## Records to use:
+++

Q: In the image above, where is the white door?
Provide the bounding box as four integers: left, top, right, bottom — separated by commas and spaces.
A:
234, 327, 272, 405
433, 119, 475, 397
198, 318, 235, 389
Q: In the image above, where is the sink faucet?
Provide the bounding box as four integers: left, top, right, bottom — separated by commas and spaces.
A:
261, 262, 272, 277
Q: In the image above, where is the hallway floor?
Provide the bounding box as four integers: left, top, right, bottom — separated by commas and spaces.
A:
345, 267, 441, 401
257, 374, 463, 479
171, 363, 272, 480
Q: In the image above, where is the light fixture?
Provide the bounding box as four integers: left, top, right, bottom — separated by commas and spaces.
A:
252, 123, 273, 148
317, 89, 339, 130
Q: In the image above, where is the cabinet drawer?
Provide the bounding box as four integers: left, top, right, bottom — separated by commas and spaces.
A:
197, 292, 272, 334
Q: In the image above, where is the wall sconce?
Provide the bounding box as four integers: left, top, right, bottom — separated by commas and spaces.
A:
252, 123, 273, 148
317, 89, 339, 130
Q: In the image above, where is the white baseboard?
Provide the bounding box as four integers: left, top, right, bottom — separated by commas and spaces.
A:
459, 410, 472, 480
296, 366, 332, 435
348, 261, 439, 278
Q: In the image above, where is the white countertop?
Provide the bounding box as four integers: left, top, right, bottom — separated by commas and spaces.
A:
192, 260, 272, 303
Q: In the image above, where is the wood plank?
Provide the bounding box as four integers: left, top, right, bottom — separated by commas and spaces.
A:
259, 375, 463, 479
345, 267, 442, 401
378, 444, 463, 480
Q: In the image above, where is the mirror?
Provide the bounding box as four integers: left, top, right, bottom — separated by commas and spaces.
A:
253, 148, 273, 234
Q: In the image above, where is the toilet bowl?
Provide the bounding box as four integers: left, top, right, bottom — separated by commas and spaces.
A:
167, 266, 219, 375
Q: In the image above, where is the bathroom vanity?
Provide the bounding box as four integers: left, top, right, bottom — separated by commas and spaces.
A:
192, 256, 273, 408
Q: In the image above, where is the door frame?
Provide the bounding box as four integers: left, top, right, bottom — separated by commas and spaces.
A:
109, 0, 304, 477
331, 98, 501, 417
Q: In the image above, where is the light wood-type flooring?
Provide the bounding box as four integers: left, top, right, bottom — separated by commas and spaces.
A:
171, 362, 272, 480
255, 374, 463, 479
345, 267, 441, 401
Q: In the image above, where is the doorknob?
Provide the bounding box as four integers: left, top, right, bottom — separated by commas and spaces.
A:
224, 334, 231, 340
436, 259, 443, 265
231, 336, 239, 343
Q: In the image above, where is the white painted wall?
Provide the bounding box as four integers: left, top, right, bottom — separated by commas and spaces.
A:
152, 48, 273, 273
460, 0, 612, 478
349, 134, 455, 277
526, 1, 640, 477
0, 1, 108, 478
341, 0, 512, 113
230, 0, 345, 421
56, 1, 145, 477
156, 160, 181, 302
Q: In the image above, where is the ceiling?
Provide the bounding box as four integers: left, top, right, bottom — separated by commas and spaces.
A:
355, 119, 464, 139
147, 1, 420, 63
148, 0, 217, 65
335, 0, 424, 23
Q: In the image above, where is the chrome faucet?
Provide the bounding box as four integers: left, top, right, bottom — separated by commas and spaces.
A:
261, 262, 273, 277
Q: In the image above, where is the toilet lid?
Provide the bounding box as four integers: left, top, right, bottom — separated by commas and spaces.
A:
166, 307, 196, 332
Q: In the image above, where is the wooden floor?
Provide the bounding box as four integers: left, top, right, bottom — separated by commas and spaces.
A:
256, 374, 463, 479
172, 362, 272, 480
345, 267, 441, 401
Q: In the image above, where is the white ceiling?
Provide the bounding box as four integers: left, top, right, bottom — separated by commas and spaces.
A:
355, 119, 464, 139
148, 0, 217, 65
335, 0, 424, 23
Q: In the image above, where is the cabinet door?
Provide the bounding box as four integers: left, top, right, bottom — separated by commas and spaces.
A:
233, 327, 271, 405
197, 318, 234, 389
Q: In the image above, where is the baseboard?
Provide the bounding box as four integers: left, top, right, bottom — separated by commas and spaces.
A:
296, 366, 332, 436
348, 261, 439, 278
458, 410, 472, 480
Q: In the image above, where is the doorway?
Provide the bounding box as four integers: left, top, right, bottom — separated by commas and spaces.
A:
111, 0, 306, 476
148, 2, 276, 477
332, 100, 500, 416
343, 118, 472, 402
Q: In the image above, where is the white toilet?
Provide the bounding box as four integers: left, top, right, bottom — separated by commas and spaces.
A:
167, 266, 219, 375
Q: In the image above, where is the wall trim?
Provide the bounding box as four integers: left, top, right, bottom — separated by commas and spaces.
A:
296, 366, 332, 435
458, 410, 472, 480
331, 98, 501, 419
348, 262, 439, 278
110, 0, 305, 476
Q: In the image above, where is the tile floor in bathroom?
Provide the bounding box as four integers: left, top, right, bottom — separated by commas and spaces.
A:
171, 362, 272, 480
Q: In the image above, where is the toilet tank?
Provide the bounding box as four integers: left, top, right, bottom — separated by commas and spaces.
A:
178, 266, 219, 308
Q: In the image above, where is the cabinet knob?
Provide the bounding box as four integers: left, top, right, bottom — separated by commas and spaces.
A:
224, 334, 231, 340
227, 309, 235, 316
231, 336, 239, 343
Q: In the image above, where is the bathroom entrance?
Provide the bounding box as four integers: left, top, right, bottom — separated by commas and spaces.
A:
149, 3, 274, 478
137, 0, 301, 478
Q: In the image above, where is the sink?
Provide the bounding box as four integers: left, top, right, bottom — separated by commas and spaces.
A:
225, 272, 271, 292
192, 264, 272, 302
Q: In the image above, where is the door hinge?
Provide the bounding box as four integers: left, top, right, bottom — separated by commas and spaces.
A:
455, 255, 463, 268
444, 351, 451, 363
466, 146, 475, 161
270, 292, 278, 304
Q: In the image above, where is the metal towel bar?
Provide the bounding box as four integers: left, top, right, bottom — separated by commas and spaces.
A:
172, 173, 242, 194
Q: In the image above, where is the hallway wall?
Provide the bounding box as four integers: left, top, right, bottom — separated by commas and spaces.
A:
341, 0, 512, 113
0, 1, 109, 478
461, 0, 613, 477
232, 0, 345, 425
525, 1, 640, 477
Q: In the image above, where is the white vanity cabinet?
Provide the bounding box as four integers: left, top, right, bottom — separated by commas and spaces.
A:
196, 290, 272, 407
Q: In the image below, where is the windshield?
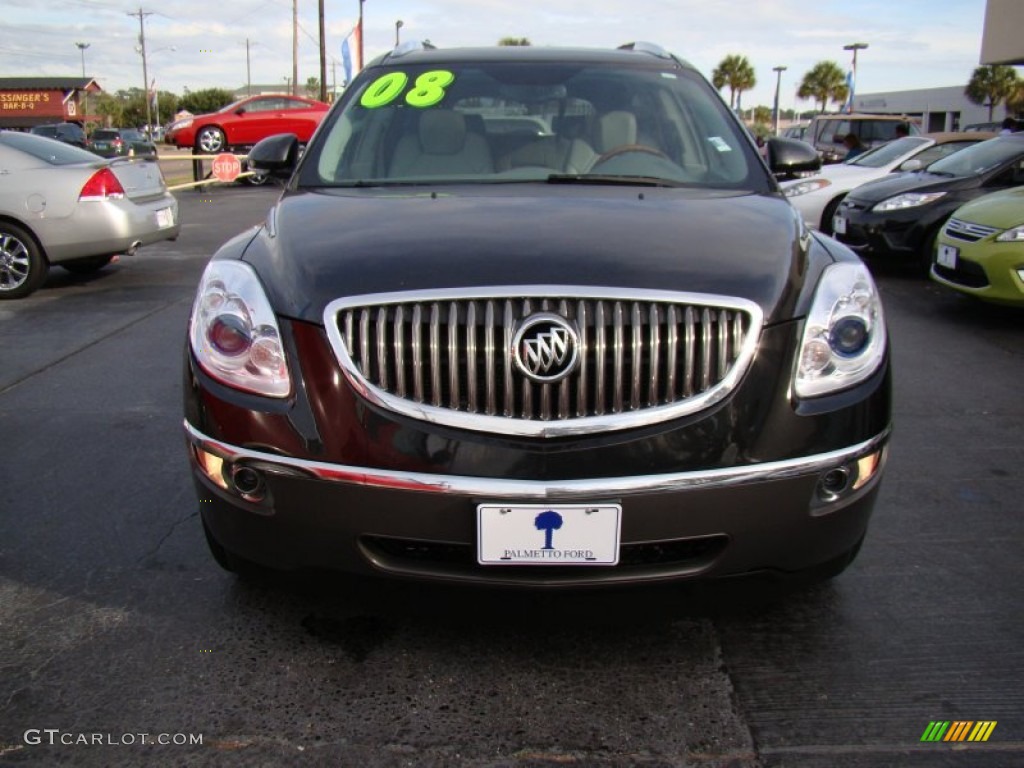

+++

## Your goal:
An exact reprint of every record is required, with the pictures omitted.

## Response to the task:
Q: In the image above, where is the white door?
Provide the bounding box as four integers: left, top, right, bottom — separated by commas and spaces.
A:
234, 327, 272, 405
433, 119, 475, 397
198, 318, 235, 389
Q: In the image above, where is the sink faucet?
Provide the bounding box as four integers: left, top, right, bottom — separated by commas and spaces.
A:
261, 262, 272, 277
Q: In the image above, where is the hallway floor?
Provide the bounding box as four integers: left, top, right, bottom — separated by commas and spaces.
A:
345, 267, 441, 401
257, 374, 463, 479
171, 363, 272, 480
Q: In the image above, where is the light fixture?
Provide the bounding box as four integers: left, top, right, bottom — separated by commas and spaces.
A:
252, 123, 273, 148
317, 89, 339, 130
Q: In the image above, where is the cabinet drawer?
Provide the bounding box as four integers: left, top, right, bottom — separated by commas and spaces.
A:
197, 292, 272, 334
Q: In the image above, where is the wall sconce?
Provide the bounding box as four integers: left, top, right, bottom — separated by commas and spaces.
A:
252, 123, 273, 148
317, 89, 339, 130
Q: In the image above, where is the white baseboard?
Provide the bounding box as four integers: left, top, right, bottom — separated by commas and spaces.
A:
459, 410, 472, 480
296, 366, 332, 435
348, 261, 439, 278
Q: In the image above, where is the white countertop?
Provide the bounding box as four integers: left, top, right, bottom — separated by commas and spaces.
A:
192, 260, 272, 303
Q: In the image above, where is the wood plank?
Provide the bounding box as four integers: left, top, right, bottom — separated by commas and spaces.
A:
259, 375, 463, 479
345, 267, 442, 401
378, 444, 463, 480
Q: In the image above, where is the mirror?
Provide the bounding box as four integers: left, top, right, bottom — separated by commas and spaces.
A:
253, 148, 273, 234
Q: In the image above, where is the toilet bowl?
Provide the bounding box as four integers: left, top, right, bottom — separated by commas and spaces.
A:
167, 266, 219, 375
Q: In the image above, where is the bathroom vanity?
Provide the bounding box as four integers: left, top, right, bottom — separated by commas and spaces.
A:
192, 256, 273, 408
Q: In the image above, where is the door frame?
Provide the bounding box as four integers: left, top, right, bottom — separated by commas and spaces.
A:
109, 0, 304, 477
331, 98, 501, 417
Q: In the image above, where is the light wood-type flooring?
Provide the bounding box as four integers: left, top, right, bottom — separated by commas and spaces.
A:
171, 362, 272, 480
255, 374, 463, 479
345, 267, 441, 401
Q: In the image above, where is the doorknob?
Provide the bounding box as four integers: left, top, right, bottom — separated by commas and spaces.
A:
224, 334, 231, 340
436, 259, 443, 265
231, 336, 239, 343
Q: In the image above, where is the white painted wall?
Provide the bounding box as four integers: left, top, right, bottom — separated by commas and spaces.
A:
152, 48, 273, 273
460, 0, 612, 478
349, 134, 455, 277
526, 1, 640, 477
0, 1, 108, 478
341, 0, 512, 113
230, 0, 345, 421
56, 1, 145, 477
156, 160, 181, 302
Q: In the image above, where is the ceiling?
Provide the bounding box as four integers: left, top, right, bottom — separated by commas and spaces.
A:
355, 119, 464, 139
147, 1, 420, 63
148, 0, 217, 65
335, 0, 424, 23
Q: In the image above, where is the chrome faucet?
Provide the bounding box as four integers: left, top, right, bottom — separated by commas and spaces.
A:
261, 262, 273, 277
Q: In the image above, where is the toilet lid?
Provide the bounding box as four integers: left, top, right, bottom — separated by commas and spaces.
A:
166, 307, 196, 332
Q: In the image above, where is the wooden floor?
Provide the bounding box as four integers: left, top, right, bottom — separated by commas and spaces.
A:
256, 374, 463, 479
172, 362, 272, 480
345, 267, 441, 401
Q: In the image above, where is the white ceiling?
Provide the bounding box as four integers: left, top, right, bottom — separated by commas and spaces.
A:
355, 119, 464, 139
148, 0, 217, 65
335, 0, 424, 23
Q: In the image above, where is the cabinet door?
Provide the bounding box as four integers: left, top, right, bottom — separated by commas and spaces.
A:
233, 327, 271, 405
197, 318, 234, 389
Q: In the image above, where is the baseboard?
Provide the bounding box as four integers: left, top, right, bottom — separated by commas and spaces.
A:
296, 366, 332, 436
348, 261, 439, 278
458, 410, 472, 480
Q: In the image above, where is the doorway?
Provide the bounding box as four integers: left, top, right, bottom — separated by commas and spaces.
A:
111, 0, 306, 476
148, 2, 276, 477
332, 100, 500, 416
343, 118, 472, 402
Q: In the image above, where is the white toilet?
Provide the bounding box as four integers: left, top, right, bottom — separated by commas and spaces.
A:
167, 266, 219, 375
Q: In the image above, where is the wall trim?
Provide the bounding box as four integers: left, top, right, bottom — separated by commas and spaces.
A:
296, 366, 332, 435
458, 410, 472, 480
331, 98, 501, 419
348, 262, 439, 278
110, 0, 305, 476
Q: In the image above, where is the tile floor in bathroom?
Provide the bounding box as four integers: left, top, right, bottom — separated by commas and spaces.
A:
171, 362, 272, 480
Q: In the image above, where is the toilet tank?
Provide the bounding box as four integers: left, top, right, bottom — separated by commas and spaces.
A:
178, 266, 219, 308
Q: In the image above, where is the cabinet knob?
Provide the bounding box as four integers: left, top, right, bottom — separated by commas and spaces.
A:
224, 334, 231, 340
227, 309, 235, 316
231, 336, 239, 343
Q: In the image above, where is the bathroom entrance?
Provide the bounding box as four integers: left, top, right, bottom — separated by commas and spaces.
A:
149, 3, 274, 478
137, 0, 301, 478
Q: In the image above, where is the sink?
Provide the bounding box as four integers: left, top, right, bottom — separated by commas and spaces.
A:
225, 272, 271, 292
192, 264, 272, 302
Q: In the image above, where is the door hinge?
Provide the bounding box as four integers: left, top, right, bottom — separated by commas and spaces.
A:
455, 255, 463, 268
444, 351, 451, 363
466, 146, 475, 161
270, 292, 278, 304
Q: In the image above, where is the metal towel bar?
Provide the bounding box as four integers: left, top, right, bottom — separated by commas and spaces.
A:
172, 173, 242, 194
Q: In the image above, where is the hallway wall?
Provide the bounding box as four integers: left, top, right, bottom — separated by commas and spaces.
A:
341, 0, 512, 113
0, 1, 109, 478
461, 0, 613, 477
232, 0, 345, 425
525, 1, 640, 477
Q: In the image above, where is the white vanity cabinet?
Provide the bounding box as four integers: left, top, right, bottom — separated by commas and spaces.
A:
196, 290, 272, 407
Q: In the image below, where is the windshield?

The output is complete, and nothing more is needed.